> Passage:
▶

Dungeness Valley Creamery stopped distribution of its raw milk last week and issued a voluntary recall of all raw milk products with a ‘Best By’ date of April 13 or earlier because of a new bacterium that has been connected to its milk.
At least five lab-positive Campylobacteriosis cases have been identified in people who consumed Dungeness Valley Creamery raw milk, the state Department of Health announced on April 2.
The dairy has had milk test positive for E. coli in the past but this is the first indication of contamination with Campylobacter, which can cause severe illness, co-owner Ryan McCarthey said in an April 3 interview.
“We want to advise everyone to stop drinking it. Throw it away,” he said, adding that because it is unknown when the contamination started, consumers and distributors must get rid of all of the dairy’s raw milk products they might have on hand, including anything frozen.
“We are doing a complete shutdown and reset of the farm,” McCarthey said.
He and his wife, Sarah McCarthey, along with the dairy’s crew, have conducted extensive testing and are working with both the state Department of Agriculture and independent labs to find the potential source of contamination, he said.
As of March 2, one out of 13 recent samples taken by the Department of Agriculture detected the presence of Campylobacter in a production batch bearing the expiration date of April 6, he said.
“We’re focused on finding the source of the problem,” he said. “We don’t want people worrying, ‘Is it going to be back?’”
Until the McCartheys understand the source, the dairy will not offer any raw milk products, he said.
The McCartheys said they hope to be able to resume distribution by April 12.
“We’re committed to not distributing until then,” Ryan McCarthey said, even if the state clears the dairy earlier.
“We don’t want to rush it in any way,” he said.
Because it is a new infectious agent for the farm, it will be a “whole new learning curve as to how to resolve the way it lives in the environment,” he added.
McCarthey said he figured the hiatus could cost the dairy more than $30,000 in lost sales.
He said in a follow-up interview his goal is not to just “beat the test” but “go above and beyond and follow up a bunch on their own to rebuild that trust with customers.”
“The more (testing) we do, the more we can narrow it down so we can fix it long-term,” he said.
He and Sarah did testing from groups of cows, pumps and certain locations of the farm to help narrow down the culprit.
“Hopefully we’ll know what piece of equipment is the culprit,” Ryan McCarthey said. “if the chemicals don’t kill it then boiling it will.”
He said if they receive the “all clear” on Wednesday or Thursday, they’ll wait to distribute the product until independent tests come back a few days later.
Staff will bottle over the weekend just in case given the OK, he said.
“It’s one more thing on our radar and we’ll really be keeping an eye out for it so that it doesn’t come back,” Ryan McCarthey said.
The raw milk was purchased in Clallam, Skagit, Kitsap and Clark counties, according to the state Department of Health. It was sold in the on-farm store, outside retail stores and drop-off locations.
Symptoms of Campylobacter infection include fever, diarrhea (often bloody), nausea, vomiting, malaise and abdominal pain. Most people with Campylobacter infection recover on their own, but some need antibiotic treatment, the state said.
In severe cases, complications may include reactive arthritis, irritable bowel syndrome and Guillain-Barré syndrome. Infants, young children, the elderly, pregnant women and those with a weakened immune system are at greatest risk for severe illness, the state said.
Ryan said that he had not heard of any hospitalizations due to the infection.
During the voluntary recall, Ryan said he hasn’t reduced any hours and he’s “proud of staff stepping up” to help clean and continue to maintain the farm.
“These guys have a commitment to each other and customers,” he said.
The voluntary recall came when the McCartheys were preparing multiple projects including a brand relaunch and installation of a new liquid manure tank.
Ryan said they break ground this week for the manure tank they received a Value-Added Producer Grant for, and despite the recall it’s something they can’t halt.
They’re also working towards a brand refresh that includes multiple elements, such as different products and new imagery on bottles, he said.
“My hope is the idea that people will connect with us and let us back in the refrigerator,” he said.
This year marks the farm’s 15th anniversary overall, and the ninth for Ryan and Sarah taking over ownership.

◀

> Instructions to follow:
Echo the raw milk recall article word for word from "Symptoms of Campylobacter" to "treatment, the state said.". The lines that follow have no connection to the raw milk recall article.

Point-per-instance localization data
▶

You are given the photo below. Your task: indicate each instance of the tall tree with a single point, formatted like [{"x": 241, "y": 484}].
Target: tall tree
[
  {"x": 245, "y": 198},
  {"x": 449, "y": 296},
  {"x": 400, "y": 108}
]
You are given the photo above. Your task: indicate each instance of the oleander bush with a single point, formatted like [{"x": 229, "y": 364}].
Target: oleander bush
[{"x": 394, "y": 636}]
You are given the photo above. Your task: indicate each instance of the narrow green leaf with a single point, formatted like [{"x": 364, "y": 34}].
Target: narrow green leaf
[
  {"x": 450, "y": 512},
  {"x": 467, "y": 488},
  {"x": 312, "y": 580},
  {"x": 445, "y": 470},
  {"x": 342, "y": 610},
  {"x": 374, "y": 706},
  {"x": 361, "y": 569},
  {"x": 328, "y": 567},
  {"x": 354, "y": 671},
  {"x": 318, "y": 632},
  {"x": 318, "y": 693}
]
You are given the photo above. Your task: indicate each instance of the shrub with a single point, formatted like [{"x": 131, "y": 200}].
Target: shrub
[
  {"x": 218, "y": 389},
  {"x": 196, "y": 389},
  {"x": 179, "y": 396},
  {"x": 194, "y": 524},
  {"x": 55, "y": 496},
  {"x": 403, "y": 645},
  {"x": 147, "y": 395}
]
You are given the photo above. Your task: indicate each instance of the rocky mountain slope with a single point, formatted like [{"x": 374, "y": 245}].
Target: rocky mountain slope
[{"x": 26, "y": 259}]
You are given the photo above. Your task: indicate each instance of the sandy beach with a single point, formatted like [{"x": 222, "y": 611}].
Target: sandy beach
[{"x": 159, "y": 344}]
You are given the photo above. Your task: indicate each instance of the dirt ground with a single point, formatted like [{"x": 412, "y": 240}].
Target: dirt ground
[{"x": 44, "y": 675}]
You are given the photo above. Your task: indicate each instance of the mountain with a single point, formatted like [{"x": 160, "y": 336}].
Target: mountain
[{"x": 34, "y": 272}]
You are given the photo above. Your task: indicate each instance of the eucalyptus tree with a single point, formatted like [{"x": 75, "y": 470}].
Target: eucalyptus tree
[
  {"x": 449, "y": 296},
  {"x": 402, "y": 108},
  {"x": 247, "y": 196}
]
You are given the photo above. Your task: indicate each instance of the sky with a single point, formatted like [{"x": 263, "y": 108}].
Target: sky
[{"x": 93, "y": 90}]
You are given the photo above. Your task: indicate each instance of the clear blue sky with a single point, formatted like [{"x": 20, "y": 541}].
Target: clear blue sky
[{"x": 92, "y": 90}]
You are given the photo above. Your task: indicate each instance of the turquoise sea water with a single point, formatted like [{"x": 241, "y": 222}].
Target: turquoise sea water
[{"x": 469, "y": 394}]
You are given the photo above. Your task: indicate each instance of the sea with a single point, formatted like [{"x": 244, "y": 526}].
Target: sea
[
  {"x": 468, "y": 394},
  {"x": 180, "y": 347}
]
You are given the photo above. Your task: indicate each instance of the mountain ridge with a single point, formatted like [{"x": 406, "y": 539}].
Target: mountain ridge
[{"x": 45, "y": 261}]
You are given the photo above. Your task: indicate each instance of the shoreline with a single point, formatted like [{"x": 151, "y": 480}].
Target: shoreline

◀

> Reply to the exercise:
Symptoms of Campylobacter infection include fever, diarrhea (often bloody), nausea, vomiting, malaise and abdominal pain. Most people with Campylobacter infection recover on their own, but some need antibiotic treatment, the state said.